(Point-based annotation data)
══════════════════════════════
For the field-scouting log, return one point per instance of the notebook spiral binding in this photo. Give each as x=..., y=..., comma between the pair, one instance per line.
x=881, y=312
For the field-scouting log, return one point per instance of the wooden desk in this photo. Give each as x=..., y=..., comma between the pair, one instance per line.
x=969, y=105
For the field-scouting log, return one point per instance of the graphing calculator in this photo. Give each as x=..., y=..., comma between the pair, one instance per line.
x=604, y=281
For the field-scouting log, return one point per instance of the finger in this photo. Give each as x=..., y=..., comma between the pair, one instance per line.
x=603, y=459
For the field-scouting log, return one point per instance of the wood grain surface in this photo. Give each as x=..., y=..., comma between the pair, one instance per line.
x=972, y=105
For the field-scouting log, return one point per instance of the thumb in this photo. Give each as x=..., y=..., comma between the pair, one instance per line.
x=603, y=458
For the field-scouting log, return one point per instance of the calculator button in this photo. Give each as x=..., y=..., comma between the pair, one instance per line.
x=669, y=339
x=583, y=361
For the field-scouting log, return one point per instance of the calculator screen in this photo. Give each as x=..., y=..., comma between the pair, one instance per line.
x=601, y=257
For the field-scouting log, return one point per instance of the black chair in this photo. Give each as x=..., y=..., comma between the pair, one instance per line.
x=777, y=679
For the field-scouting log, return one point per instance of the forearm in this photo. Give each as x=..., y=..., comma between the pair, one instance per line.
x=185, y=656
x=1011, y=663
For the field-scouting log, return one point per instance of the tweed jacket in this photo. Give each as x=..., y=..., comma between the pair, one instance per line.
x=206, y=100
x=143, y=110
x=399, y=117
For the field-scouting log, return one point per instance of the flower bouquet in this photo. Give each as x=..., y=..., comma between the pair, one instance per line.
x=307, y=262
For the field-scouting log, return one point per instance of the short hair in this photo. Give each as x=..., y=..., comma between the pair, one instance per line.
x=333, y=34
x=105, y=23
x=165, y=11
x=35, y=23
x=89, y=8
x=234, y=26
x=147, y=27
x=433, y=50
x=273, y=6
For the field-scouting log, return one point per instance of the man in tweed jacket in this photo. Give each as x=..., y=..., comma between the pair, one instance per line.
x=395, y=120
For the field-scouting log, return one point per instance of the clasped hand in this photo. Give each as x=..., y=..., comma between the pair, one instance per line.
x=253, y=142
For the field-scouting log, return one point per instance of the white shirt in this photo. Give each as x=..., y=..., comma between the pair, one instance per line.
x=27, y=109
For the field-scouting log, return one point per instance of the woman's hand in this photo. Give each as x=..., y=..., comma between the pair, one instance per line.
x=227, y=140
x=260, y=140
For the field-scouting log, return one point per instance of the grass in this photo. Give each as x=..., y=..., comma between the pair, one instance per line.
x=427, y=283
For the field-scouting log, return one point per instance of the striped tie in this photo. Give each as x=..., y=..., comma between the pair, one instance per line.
══════════════════════════════
▶ Problem:
Return every line of the material above verbatim, without altering anything.

▶ Response:
For the field-scouting log, return one point per instance of the notebook spiral binding in this photo. Give each as x=..., y=..., comma between the pair, one instance per line.
x=881, y=312
For the field-scouting log, return one point per instance of the wooden desk in this photo. Give each as x=..., y=..., comma between the pair, one instance per line.
x=969, y=105
For the field-scouting log, return one point per instance of the graphing calculator in this photo. Give each as x=..., y=..., comma between the pair, one instance per line.
x=604, y=281
For the field-scouting log, return one point per instance of the finger in this photo. Give each as x=..., y=..., comma between the pair, one instance per line.
x=603, y=459
For the field-scouting log, return one point per instance of the wood grain surface in this photo. Give each as x=..., y=..., comma between the pair, one instance per line.
x=972, y=105
For the field-scouting log, return one point per instance of the thumb in this photo. Give each as x=..., y=..., comma between the pair, one instance per line.
x=603, y=458
For the field-scouting log, return one point per instance of the calculator button in this photo. Give each as x=..., y=..., comma between the pair, one instance per line.
x=669, y=339
x=583, y=361
For the field-scouting log, return one point per instance of the calculator screen in this photo. Give each as x=..., y=..., comma between the pair, one instance per line.
x=601, y=257
For the field-scouting log, return one point per instance of the black chair in this photo. Give each as x=..., y=..., comma between the pair, one instance per line.
x=777, y=679
For the field-scouting log, return one point per instance of the forearm in this photo. Give each as x=..., y=..., comma between the pair, one instance per line.
x=185, y=656
x=1011, y=663
For the field-scouting log, return one point per instance of the tweed jacket in this photo. Give each as x=..., y=..., comma between the pair, one instance per line.
x=206, y=100
x=143, y=110
x=399, y=117
For the field-scouting log, return one point per instance of the flower bouquet in this photo. Give each as x=..., y=..., comma between the pair, one instance per line.
x=307, y=262
For the field-scouting log, return one point per instance of the short hair in this photo. Give each as x=..., y=..., comma between the pair, one instance per line.
x=333, y=34
x=105, y=23
x=165, y=11
x=35, y=23
x=89, y=8
x=234, y=26
x=147, y=27
x=433, y=50
x=273, y=6
For the field-scouting log, return one point per instance of the man in tweed jacket in this photo. Give each as x=..., y=..., comma between the pair, one instance per line.
x=395, y=120
For the field-scouting log, return one point per instance of the clasped hand in this photo. Give each as x=..., y=..., comma between the pair, one instance per line.
x=253, y=142
For the field-scouting log, return one point per instance of the white shirt in this photo. Give each as x=..., y=..., comma between the pair, one instance per line.
x=27, y=109
For the field-scouting log, return one point per instance of the woman's hand in this photo. Give each as x=..., y=..., comma between the pair, one instance per line.
x=227, y=140
x=260, y=140
For the field-scouting log, return one point per instance of the grass in this photo. Give each as x=..., y=..., comma between the pair, one instance per line.
x=427, y=283
For the field-scouting log, return one point per instance of the striped tie in this photo. Give each as x=..., y=..., comma between the pair, one instance per line.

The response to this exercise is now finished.